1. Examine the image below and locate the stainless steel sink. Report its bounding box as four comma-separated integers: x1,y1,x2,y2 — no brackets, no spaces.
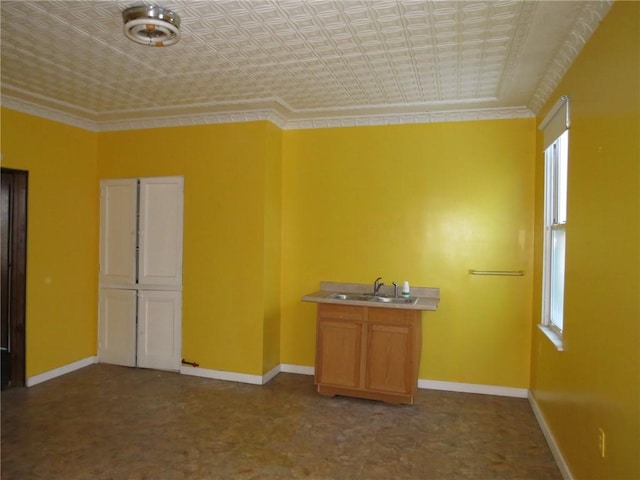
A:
372,297,418,305
327,293,418,305
328,293,374,302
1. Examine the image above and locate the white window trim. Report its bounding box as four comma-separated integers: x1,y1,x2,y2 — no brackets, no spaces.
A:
538,95,569,351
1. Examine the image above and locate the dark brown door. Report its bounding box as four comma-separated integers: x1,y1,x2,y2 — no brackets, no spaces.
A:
0,168,28,389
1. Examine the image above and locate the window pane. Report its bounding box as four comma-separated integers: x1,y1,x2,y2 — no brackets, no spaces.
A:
549,227,566,331
556,130,569,223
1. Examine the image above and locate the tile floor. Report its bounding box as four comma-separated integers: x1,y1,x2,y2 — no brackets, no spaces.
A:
1,365,562,480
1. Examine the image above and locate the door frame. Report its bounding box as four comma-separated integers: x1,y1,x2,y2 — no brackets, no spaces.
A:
0,167,29,387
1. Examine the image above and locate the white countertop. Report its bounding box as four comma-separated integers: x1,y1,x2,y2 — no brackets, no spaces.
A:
302,282,440,311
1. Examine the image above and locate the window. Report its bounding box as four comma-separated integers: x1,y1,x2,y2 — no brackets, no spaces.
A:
540,96,569,349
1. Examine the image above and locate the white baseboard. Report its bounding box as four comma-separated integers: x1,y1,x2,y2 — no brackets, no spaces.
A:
26,355,98,387
280,363,316,375
529,392,573,480
180,366,263,385
418,379,529,398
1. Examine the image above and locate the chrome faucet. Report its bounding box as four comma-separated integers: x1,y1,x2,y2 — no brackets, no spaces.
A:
373,277,384,295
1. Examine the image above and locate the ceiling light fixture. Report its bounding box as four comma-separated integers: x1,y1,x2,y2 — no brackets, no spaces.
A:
122,5,180,47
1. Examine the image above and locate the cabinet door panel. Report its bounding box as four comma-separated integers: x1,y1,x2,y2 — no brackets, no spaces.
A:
138,177,184,286
316,319,362,388
138,291,182,371
100,179,138,287
98,288,136,367
366,324,413,393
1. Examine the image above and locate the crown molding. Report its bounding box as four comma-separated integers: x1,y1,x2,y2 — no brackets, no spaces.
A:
528,0,613,114
1,95,535,132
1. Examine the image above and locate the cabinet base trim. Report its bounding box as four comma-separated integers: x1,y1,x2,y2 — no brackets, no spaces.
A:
318,384,413,405
26,355,98,387
418,379,529,398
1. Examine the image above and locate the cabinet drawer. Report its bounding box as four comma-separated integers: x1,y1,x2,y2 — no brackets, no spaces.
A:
318,303,365,320
368,308,422,325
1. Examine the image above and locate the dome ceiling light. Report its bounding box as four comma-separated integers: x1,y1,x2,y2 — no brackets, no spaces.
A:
122,5,180,47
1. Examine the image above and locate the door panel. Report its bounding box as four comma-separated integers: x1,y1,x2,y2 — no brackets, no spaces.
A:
138,290,182,371
98,288,136,367
100,179,138,287
138,177,184,287
316,318,362,388
0,168,29,388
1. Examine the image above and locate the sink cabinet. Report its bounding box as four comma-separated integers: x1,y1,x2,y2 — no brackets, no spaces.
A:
315,303,422,404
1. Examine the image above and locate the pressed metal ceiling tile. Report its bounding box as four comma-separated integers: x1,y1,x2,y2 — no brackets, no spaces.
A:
0,0,610,129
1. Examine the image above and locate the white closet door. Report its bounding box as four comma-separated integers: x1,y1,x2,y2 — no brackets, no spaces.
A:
138,177,184,289
138,290,182,371
98,288,137,367
100,179,138,287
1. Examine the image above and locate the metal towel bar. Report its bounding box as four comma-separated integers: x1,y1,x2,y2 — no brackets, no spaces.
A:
469,268,524,277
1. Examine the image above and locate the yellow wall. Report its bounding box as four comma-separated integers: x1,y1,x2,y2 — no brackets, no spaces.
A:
98,122,279,375
281,119,535,388
263,123,282,373
1,108,99,377
531,2,640,480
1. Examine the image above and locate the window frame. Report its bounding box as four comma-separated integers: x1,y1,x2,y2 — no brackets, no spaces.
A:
539,96,569,350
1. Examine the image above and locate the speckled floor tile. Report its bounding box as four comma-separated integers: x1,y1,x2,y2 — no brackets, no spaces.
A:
1,365,562,480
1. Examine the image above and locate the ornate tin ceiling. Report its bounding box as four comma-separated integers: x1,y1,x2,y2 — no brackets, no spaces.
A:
0,0,611,130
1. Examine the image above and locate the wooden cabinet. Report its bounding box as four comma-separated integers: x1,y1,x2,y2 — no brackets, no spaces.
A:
315,303,422,404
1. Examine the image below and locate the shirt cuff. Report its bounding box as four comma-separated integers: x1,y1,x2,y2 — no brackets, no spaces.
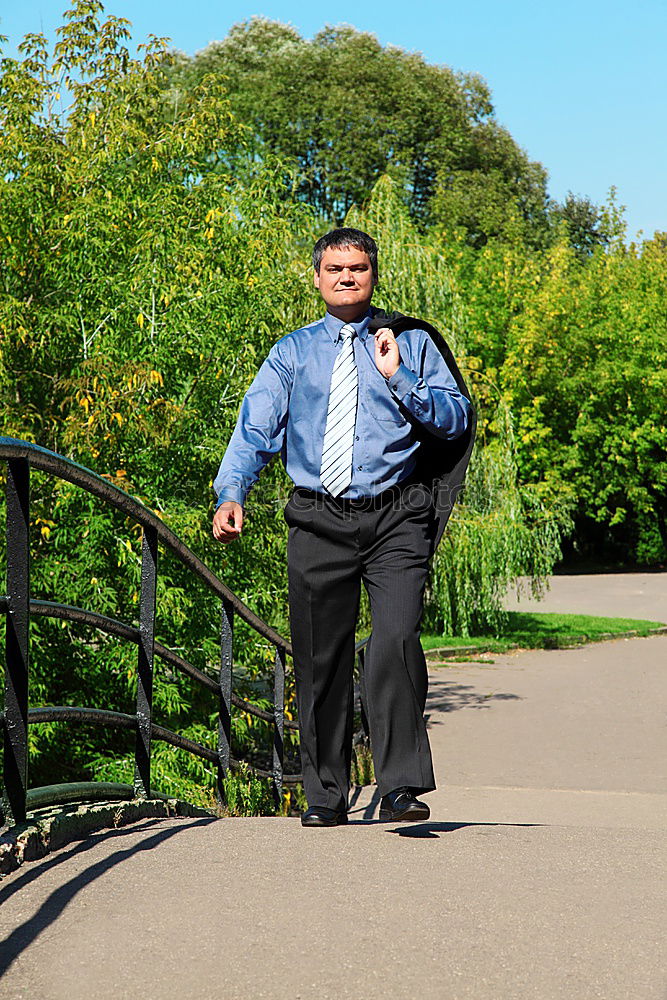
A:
215,486,246,510
387,362,419,399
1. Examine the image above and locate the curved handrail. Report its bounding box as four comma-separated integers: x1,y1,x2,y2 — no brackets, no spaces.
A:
0,437,292,655
0,437,302,822
28,597,298,730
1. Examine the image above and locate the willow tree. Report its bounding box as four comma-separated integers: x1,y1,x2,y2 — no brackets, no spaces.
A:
347,177,568,635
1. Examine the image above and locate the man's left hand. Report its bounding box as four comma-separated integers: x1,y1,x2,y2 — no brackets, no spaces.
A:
375,326,401,378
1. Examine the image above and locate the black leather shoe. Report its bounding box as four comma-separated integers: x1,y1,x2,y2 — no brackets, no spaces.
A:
380,788,431,823
301,806,347,826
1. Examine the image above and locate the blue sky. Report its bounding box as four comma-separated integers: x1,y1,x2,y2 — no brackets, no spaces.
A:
0,0,667,237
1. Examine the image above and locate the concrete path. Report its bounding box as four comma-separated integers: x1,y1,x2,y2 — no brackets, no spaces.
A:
0,576,667,1000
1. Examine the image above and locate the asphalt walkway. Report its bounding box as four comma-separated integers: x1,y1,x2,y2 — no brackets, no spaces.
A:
0,574,667,1000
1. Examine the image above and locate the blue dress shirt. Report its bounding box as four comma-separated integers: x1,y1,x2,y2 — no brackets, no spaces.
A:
213,313,470,506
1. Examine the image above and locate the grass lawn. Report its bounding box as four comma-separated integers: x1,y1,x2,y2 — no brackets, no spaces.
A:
422,611,663,653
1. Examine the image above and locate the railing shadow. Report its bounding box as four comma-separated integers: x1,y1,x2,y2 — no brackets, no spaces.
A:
0,817,216,976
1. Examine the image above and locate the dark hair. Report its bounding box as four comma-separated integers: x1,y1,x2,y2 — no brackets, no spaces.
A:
313,228,378,281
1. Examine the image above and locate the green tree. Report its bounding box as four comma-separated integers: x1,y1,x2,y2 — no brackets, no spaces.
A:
172,18,547,244
0,0,309,797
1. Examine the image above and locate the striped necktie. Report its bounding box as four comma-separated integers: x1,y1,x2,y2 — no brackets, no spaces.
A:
320,323,359,497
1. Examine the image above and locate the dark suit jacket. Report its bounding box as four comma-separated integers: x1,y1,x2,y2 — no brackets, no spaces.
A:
369,307,477,551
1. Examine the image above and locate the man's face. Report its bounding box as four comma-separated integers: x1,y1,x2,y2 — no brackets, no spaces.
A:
314,246,375,319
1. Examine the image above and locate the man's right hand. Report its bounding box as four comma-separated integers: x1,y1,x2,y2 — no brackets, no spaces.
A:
213,500,243,544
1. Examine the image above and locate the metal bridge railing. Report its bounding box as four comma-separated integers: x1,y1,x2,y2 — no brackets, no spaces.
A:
0,437,314,823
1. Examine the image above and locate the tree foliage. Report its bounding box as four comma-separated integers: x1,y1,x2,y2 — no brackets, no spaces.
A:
0,0,667,811
172,17,547,245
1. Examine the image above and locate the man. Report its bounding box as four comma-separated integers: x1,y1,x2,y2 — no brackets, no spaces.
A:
213,229,471,826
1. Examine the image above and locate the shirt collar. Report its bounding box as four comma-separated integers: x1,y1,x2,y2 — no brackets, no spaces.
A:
323,309,371,343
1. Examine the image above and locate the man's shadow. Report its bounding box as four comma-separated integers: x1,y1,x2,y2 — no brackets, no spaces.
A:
350,786,543,840
0,816,216,976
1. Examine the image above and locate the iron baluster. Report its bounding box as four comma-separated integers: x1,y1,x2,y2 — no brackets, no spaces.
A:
217,598,234,805
134,525,157,799
357,646,371,740
2,458,30,825
273,646,285,807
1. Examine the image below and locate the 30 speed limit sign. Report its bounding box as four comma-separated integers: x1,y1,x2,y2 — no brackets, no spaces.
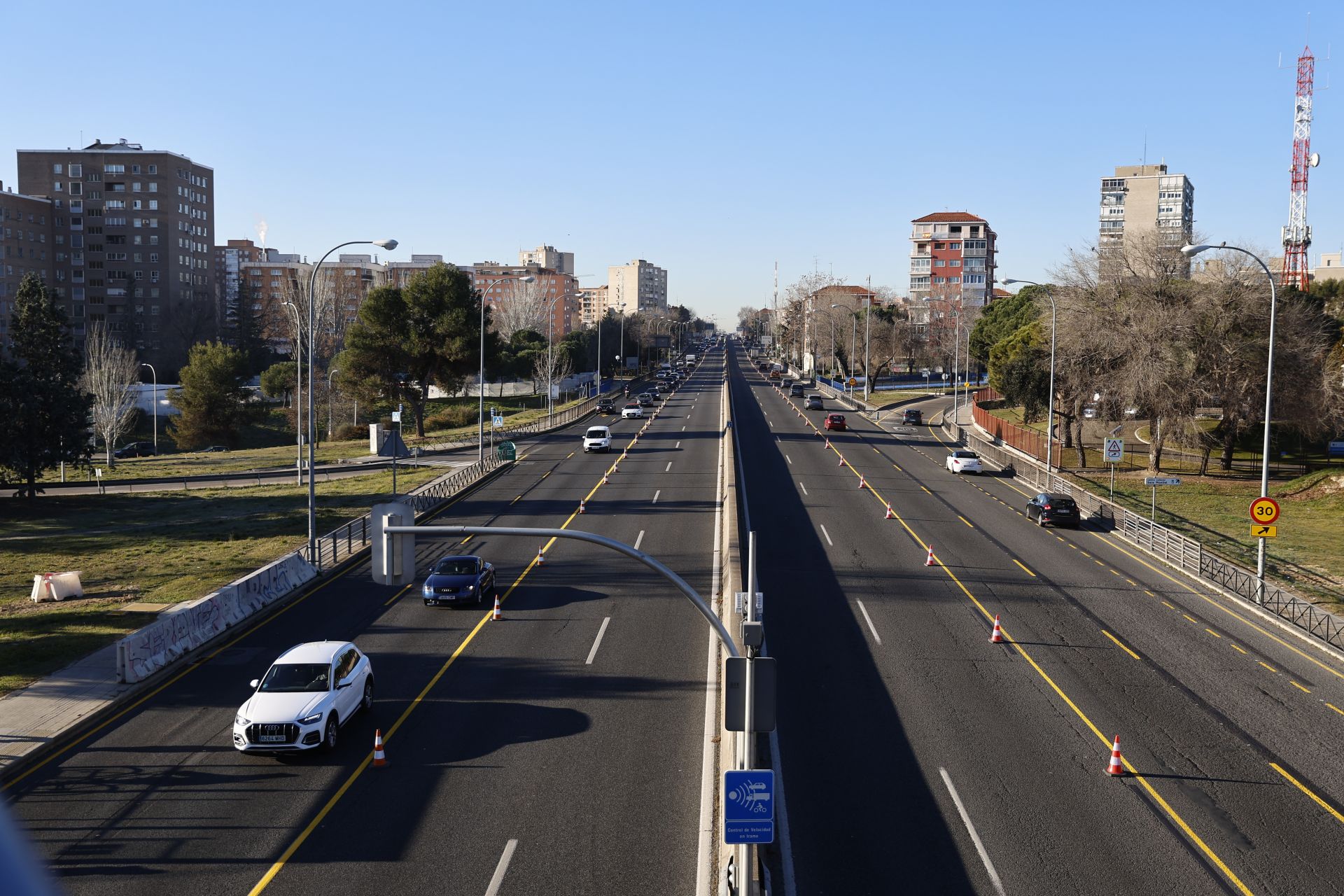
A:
1252,498,1278,525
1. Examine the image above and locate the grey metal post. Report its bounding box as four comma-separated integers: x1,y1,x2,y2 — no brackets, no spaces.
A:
141,361,159,451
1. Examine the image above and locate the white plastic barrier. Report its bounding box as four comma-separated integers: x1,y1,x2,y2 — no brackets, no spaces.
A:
117,554,317,682
32,573,83,603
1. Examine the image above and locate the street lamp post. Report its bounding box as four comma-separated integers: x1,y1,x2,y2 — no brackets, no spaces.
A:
1005,279,1058,489
281,302,304,485
140,361,159,456
295,239,396,566
1180,243,1278,603
476,274,535,462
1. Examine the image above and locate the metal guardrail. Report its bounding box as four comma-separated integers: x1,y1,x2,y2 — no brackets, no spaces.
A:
302,456,511,570
944,411,1344,650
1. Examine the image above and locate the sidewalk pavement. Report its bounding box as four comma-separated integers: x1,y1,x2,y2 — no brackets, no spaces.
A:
0,642,137,779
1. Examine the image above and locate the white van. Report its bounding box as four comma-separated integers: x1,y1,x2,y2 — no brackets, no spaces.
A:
583,426,612,453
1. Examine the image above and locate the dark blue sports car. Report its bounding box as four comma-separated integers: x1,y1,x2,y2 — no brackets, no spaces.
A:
422,556,496,607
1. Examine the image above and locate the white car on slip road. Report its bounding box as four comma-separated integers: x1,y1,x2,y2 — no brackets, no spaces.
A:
583,426,612,453
948,451,983,473
234,640,374,752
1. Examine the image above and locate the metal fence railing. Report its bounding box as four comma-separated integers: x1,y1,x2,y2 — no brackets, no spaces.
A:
944,405,1344,649
302,456,510,570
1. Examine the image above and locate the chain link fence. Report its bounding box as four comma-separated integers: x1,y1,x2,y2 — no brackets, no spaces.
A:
944,405,1344,650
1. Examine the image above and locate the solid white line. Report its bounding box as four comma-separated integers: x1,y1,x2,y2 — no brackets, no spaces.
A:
485,839,517,896
938,766,1005,896
583,617,612,666
858,601,882,643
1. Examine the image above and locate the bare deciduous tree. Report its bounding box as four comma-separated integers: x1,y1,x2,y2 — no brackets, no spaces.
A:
80,323,140,468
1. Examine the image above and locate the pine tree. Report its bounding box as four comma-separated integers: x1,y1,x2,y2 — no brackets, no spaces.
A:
0,274,92,498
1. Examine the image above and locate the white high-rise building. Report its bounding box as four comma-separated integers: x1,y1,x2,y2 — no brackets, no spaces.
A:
606,258,668,314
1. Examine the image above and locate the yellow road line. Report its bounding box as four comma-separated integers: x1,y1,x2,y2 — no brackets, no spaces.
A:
1100,629,1141,659
836,470,1252,896
1268,762,1344,825
1091,532,1344,678
383,582,415,607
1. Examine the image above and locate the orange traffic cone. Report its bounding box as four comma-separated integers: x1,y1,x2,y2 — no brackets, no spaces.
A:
374,728,387,769
1106,735,1125,775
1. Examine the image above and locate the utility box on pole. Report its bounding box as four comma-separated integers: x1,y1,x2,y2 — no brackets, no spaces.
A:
368,503,415,584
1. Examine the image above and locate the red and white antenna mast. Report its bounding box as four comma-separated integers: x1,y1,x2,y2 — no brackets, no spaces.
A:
1280,47,1321,293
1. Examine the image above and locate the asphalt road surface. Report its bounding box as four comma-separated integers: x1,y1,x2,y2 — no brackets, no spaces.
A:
730,354,1344,896
8,352,723,896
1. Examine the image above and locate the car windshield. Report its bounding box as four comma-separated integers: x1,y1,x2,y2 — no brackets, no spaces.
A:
258,662,332,693
434,557,476,575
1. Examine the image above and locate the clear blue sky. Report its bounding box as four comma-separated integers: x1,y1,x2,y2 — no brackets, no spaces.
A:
0,0,1344,317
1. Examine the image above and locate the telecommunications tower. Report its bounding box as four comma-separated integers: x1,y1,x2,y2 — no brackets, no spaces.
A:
1280,47,1321,293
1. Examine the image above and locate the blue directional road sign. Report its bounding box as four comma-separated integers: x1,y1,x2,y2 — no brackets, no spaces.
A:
723,770,774,844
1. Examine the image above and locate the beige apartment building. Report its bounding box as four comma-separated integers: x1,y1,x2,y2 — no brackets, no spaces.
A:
1097,164,1195,275
18,140,216,368
606,258,668,314
472,262,582,340
910,211,999,307
517,246,574,275
580,285,609,326
0,183,55,357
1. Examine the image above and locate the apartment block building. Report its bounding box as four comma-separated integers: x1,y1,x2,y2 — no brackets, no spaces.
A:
384,255,445,288
606,258,668,314
18,140,216,368
517,246,574,275
472,262,582,339
0,183,57,356
1097,164,1195,270
910,211,999,307
580,285,609,326
215,239,266,332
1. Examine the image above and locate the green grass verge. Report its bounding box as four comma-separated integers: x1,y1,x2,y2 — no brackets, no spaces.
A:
0,468,444,693
1077,468,1344,608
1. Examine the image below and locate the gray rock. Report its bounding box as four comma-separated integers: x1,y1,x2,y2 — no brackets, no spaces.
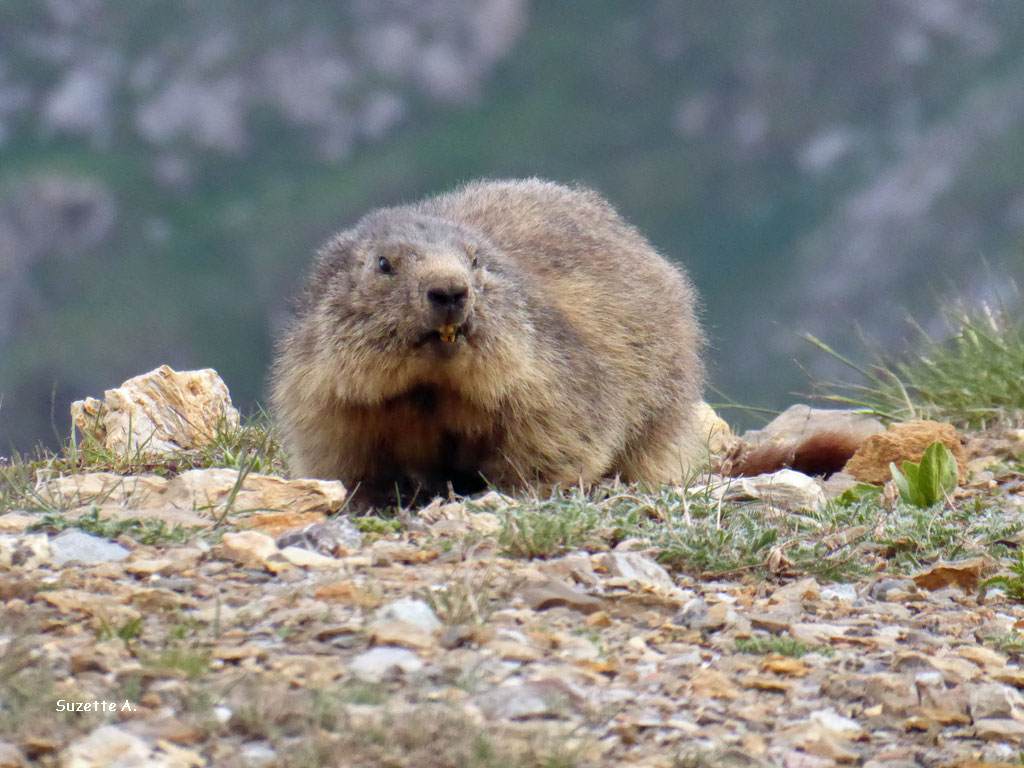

-------

» **OBJECTIVE**:
Return the lines of the data above unchanged, beginning at the line that contains "1. Examine the image above and locate the white plastic" and stopping after the line that contains "422,556,496,607".

» **SOLUTION TO THE EXERCISE**:
1. Examine the image above and locate the white plastic barrier. Report its bounding box as four comma-separated integers: x1,y1,x2,y2 — no brackets, no spaces.
A:
117,554,317,682
32,573,83,603
1. Examine the image above and locate the street lamp post. Report its bounding box as four comma-separated integers: x1,y1,x2,y2 — no brackets, no spaces.
A:
1005,279,1058,489
281,302,304,485
140,361,159,456
295,239,396,566
1180,243,1278,603
476,274,535,462
1. Examine the image above and locate the metal guardrail. Report its bounding box as four comma-separated integers: x1,y1,x2,y2 — no brackets, no spaces.
A:
302,456,511,570
944,411,1344,650
1. Examine the image above and locate the sidewalk pavement. Report its bounding box as four comma-separated integers: x1,y1,x2,y2 — no brackets, no spaces.
A:
0,642,137,779
1. Examine the image above and locate the white van. Report its bounding box as four comma-separated integers: x1,y1,x2,y2 — no brackets, no spaces.
A:
583,426,612,453
1. Examine the image above and locate the dark blue sports car. Report its bounding box as four comma-separated integers: x1,y1,x2,y2 — no brackets, no spaces.
A:
422,556,496,607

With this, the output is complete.